### What to produce
Locate every line in the records that contains the string "hand", and copy each of those lines in full.

### Exercise input
______
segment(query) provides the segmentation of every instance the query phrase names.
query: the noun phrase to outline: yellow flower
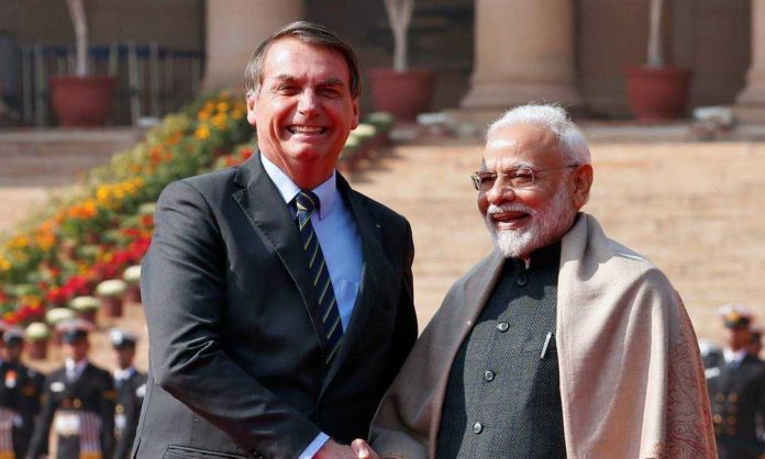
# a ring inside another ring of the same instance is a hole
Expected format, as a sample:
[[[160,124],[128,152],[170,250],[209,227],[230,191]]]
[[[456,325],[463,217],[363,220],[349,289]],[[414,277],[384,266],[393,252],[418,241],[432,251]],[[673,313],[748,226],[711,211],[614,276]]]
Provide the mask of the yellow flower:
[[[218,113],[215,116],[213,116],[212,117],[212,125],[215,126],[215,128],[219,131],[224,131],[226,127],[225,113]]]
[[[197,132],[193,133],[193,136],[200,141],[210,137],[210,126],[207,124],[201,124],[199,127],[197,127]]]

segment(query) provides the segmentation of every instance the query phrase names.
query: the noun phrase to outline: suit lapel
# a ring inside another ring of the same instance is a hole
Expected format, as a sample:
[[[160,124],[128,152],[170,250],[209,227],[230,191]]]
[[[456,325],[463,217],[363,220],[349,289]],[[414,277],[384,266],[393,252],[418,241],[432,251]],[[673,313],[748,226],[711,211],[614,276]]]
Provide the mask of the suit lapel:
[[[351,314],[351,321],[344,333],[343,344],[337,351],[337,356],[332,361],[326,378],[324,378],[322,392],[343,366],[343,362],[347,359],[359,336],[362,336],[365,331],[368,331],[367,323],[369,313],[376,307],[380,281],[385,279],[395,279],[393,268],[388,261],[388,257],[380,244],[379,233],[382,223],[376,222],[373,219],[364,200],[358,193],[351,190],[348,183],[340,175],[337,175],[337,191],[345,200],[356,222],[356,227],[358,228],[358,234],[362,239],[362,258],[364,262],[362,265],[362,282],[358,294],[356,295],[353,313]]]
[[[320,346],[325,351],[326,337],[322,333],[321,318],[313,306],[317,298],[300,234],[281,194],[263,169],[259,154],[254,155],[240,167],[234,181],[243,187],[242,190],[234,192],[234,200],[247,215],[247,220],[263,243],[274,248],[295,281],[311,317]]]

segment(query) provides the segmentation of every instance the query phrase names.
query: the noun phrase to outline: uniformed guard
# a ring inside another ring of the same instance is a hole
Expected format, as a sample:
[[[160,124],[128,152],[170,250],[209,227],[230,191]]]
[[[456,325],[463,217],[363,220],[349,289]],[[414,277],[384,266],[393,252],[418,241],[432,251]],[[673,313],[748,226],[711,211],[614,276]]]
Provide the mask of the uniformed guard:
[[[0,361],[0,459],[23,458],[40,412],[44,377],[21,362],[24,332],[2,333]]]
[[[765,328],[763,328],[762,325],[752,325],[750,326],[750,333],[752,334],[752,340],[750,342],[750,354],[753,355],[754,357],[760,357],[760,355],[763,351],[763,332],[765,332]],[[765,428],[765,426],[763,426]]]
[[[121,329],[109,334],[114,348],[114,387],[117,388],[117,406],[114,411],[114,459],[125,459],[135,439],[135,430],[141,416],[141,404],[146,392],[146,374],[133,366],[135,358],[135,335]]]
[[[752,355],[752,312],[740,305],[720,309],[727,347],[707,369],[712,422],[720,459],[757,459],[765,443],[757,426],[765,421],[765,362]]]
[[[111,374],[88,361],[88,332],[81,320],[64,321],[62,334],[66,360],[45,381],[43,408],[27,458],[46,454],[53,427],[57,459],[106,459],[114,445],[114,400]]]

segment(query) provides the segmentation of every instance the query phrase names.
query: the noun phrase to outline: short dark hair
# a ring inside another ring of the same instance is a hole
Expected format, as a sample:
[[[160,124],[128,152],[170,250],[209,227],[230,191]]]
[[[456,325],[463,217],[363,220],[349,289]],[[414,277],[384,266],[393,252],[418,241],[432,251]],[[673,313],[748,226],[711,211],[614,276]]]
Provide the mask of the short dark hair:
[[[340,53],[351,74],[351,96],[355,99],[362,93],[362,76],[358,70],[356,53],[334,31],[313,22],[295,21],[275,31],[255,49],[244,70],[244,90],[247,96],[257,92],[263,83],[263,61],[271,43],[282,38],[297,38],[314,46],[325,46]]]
______
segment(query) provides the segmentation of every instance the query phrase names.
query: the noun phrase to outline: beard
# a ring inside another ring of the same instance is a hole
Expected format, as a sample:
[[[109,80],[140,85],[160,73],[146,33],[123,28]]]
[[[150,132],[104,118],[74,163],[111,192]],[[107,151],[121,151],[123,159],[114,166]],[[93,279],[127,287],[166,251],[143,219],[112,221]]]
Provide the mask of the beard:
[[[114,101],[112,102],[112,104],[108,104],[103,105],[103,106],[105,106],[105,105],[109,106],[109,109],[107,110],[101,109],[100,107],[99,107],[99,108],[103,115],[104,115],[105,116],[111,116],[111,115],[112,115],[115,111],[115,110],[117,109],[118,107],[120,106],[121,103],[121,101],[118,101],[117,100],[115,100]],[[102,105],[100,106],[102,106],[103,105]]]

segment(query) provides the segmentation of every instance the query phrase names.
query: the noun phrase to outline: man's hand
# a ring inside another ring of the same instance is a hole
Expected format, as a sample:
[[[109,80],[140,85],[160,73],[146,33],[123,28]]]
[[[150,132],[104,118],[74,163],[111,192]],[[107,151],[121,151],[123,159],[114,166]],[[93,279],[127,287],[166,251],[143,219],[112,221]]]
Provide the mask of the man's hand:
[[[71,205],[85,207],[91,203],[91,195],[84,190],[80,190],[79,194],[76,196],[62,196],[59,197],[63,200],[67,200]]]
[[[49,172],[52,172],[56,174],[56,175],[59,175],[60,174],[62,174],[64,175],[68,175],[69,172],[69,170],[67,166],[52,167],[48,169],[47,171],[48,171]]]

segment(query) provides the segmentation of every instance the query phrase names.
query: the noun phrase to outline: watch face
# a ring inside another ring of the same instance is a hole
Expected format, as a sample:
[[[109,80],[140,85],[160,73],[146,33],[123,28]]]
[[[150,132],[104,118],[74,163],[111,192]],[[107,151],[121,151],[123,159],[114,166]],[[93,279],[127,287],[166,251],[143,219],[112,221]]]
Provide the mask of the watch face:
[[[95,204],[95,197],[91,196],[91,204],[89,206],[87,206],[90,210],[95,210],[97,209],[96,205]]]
______
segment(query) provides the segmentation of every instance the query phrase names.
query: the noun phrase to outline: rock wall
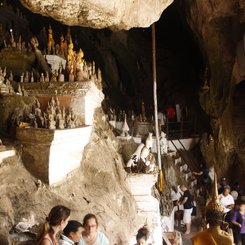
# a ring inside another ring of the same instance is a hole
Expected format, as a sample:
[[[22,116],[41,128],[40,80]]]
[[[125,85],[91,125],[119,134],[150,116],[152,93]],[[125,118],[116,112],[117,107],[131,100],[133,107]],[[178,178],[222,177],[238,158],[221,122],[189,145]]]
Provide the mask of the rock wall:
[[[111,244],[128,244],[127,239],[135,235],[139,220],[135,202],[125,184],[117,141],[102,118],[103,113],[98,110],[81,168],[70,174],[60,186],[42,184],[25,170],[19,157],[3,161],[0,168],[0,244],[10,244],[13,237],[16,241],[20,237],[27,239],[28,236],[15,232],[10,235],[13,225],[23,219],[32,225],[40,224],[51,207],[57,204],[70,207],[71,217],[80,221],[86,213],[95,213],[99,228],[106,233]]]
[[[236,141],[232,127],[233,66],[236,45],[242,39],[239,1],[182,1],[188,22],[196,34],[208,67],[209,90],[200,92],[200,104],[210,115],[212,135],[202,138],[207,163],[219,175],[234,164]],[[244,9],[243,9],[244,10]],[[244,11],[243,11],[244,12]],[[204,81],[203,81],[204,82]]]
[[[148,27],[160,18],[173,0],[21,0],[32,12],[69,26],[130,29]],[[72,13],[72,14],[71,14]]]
______
### Exercise response
query: the noun phrase to outline: man's hand
Provide the mask of the man's hand:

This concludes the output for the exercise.